Document section:
|---|

So, Judge Isgur made it clear since he seemed bewildered that everyone still hadn’t appreciated what the point of this hearing was, “I’m not asking you what the equitable remedy ought to be. I’m asking you if I have the authority as the United States bankruptcy judge… to utilize Pepper V. Litton… to overcome legal relief.” (In other words, to use this 1939 Supreme Court decision to “…do justice to make things right” in a manner that no one has ever done before).

Next up – counsel for the debtor, Kirpalani – said the quiet part out loud, “…I’m going to be as blunt as I’ve ever been with you. I’m not sure exactly what we are discussing, because what your honor described a little while ago as a legal doctrine in your mind, to me, is an equitable doctrine.” In other words, the restoration of liens is equitable relief – as the Participating Noteholders argued in their post-trial brief – not legal relief and could thus only be achieved if the high bar for some kind of equitable relief, like equitable subordination under 510(c), or other equitable contract remedy has been met (which it hasn’t).

Kirpalani’s point is that the Bankruptcy Code ties the hands of Judge Isgur and although there are some options available to him, he doesn’t have the authorization for some split-the-baby resolution to “do justice” as he sees fit that has no real precedence. To which Judge Isgur said, “We may have a more flexible Code than what… people may not have done something before, that doesn’t mean they didn’t have the authority to do it… do I have the authority to do anything other than legal relief.”

In the end, Judge Isgur grew a bit frustrated (maybe more than a bit) that Kirpalani was so adamant that liens couldn’t be restored because that would be equitable relief, not legal relief, and that he believed Judge Isgur doesn’t have the ability to provide this kind of equitable relief under the Code, finally saying “Why does the estate [Incora] care?”

In other words, “Why are you fighting Silver Point and Pimco’s fight here? What’s it matter to you what your pre-reorg capital structure for Plan purposes looks like?” to which the answer, of course, is that the estate doesn’t care too much as long as this doesn’t throw the pre-existing Plan that’s been gathering dust on the shelf into a state of disarray as it needs to be reconstituted for a new capital structure dreamt up by Judge Isgur. Since this would (obviously!) further delay an already much delayed exit from bankruptcy (which, uh, is exactly what’s about to happen…).

After some more model talk – in which, once again, Judge Isgur had to clarify his model creates some kind of pro-rata style transaction – not for the last time Judge Isgur made it clear that this is all about fairness: “There’s no way that the result of this trial, if it turns out that the additional 2026 Notes was impermissible, is going to… merely give an unsecured claim to the claimant… that will not be the result… I will find a way that that is not the result… that would be the worst possible thing I can do,” and “…you’re going to leave here somehow with an adjustment in the capital structure so that you can do a plan. And if I don’t adjust the capital structure, you can’t do a plan. I’m not going to at all say what your plan will be, but it will have to live with whatever the declared capital structure is.”

|---|

Dataset section:
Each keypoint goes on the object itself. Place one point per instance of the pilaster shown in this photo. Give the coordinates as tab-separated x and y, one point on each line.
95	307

|---|

What this exercise asks:
[1] In the passage on the Incora hearing, in what year was Pepper v. Litton decided?
[2] Shorten the paragraph beginning "Next up – counsel for the debtor" from the passage on the Incora hearing, keeping its main facts.
[3] Quote the part of the passage on the Incora hearing that opens with the words containing "Next up – counsel" and closes with "(which it hasn’t).".

Results of the exercise:
[1] 1939

[2] Kirpalani, counsel for the debtor, bluntly said he wasn't sure what was being discussed, because what the judge called a legal doctrine was, in his view, an equitable one. Restoring liens is equitable relief, not legal relief, as the Participating Noteholders argued in their post-trial brief. So it could only be granted if the high bar for equitable relief had been met, such as equitable subordination under 510(c) or another equitable contract remedy. The passage says that bar has not been met.

[3]
Next up – counsel for the debtor, Kirpalani – said the quiet part out loud, “…I’m going to be as blunt as I’ve ever been with you. I’m not sure exactly what we are discussing, because what your honor described a little while ago as a legal doctrine in your mind, to me, is an equitable doctrine.” In other words, the restoration of liens is equitable relief – as the Participating Noteholders argued in their post-trial brief – not legal relief and could thus only be achieved if the high bar for some kind of equitable relief, like equitable subordination under 510(c), or other equitable contract remedy has been met (which it hasn’t).